-------- EXTRACTED RECORDS --------
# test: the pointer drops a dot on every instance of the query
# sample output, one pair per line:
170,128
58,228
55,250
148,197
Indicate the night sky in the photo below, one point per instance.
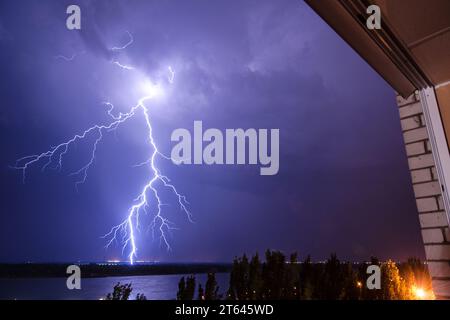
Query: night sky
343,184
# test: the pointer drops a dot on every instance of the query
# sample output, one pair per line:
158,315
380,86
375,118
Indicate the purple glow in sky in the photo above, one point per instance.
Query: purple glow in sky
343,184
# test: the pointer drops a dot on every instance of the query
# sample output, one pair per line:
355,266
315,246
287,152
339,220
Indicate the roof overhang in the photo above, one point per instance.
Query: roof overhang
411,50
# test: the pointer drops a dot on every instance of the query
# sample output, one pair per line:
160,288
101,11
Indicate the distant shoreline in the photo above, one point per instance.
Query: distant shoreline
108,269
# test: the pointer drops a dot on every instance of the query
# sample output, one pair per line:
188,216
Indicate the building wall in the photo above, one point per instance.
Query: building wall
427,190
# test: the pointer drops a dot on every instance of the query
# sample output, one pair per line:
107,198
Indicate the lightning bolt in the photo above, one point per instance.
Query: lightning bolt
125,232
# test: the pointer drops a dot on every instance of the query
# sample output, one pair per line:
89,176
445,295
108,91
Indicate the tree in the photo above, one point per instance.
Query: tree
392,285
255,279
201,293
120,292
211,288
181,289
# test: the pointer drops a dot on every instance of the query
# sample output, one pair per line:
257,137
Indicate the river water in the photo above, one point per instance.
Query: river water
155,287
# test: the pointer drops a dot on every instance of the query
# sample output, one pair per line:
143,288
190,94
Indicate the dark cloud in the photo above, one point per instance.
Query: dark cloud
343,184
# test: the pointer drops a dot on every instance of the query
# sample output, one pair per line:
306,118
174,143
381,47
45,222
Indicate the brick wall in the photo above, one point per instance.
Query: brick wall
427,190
--------
-------- EXTRACTED RECORDS --------
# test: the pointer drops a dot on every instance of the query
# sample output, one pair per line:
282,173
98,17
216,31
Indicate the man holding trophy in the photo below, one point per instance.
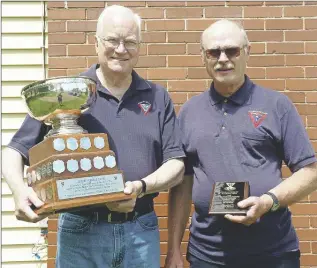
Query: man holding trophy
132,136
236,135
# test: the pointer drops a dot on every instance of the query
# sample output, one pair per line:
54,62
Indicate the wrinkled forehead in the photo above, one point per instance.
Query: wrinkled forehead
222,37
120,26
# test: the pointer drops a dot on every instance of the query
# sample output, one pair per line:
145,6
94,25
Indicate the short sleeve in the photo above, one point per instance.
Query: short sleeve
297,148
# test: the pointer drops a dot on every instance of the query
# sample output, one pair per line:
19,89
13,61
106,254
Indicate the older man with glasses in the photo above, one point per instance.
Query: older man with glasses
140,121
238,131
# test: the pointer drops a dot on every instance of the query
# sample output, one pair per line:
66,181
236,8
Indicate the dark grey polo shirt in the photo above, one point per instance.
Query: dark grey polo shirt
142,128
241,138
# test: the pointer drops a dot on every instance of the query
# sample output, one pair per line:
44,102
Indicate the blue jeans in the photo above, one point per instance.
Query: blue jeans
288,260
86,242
--------
-------- EXTRACTED RECORDS --------
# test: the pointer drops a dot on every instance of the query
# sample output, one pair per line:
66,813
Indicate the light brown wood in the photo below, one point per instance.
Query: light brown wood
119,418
--------
**THE EXERCISE:** Return each line in the rows that contains the string "grey", with case counting.

**CORRECT RESPONSE:**
Indicate the dark grey polo shirt in the photo above, one point per instance.
Query: dark grey polo shirt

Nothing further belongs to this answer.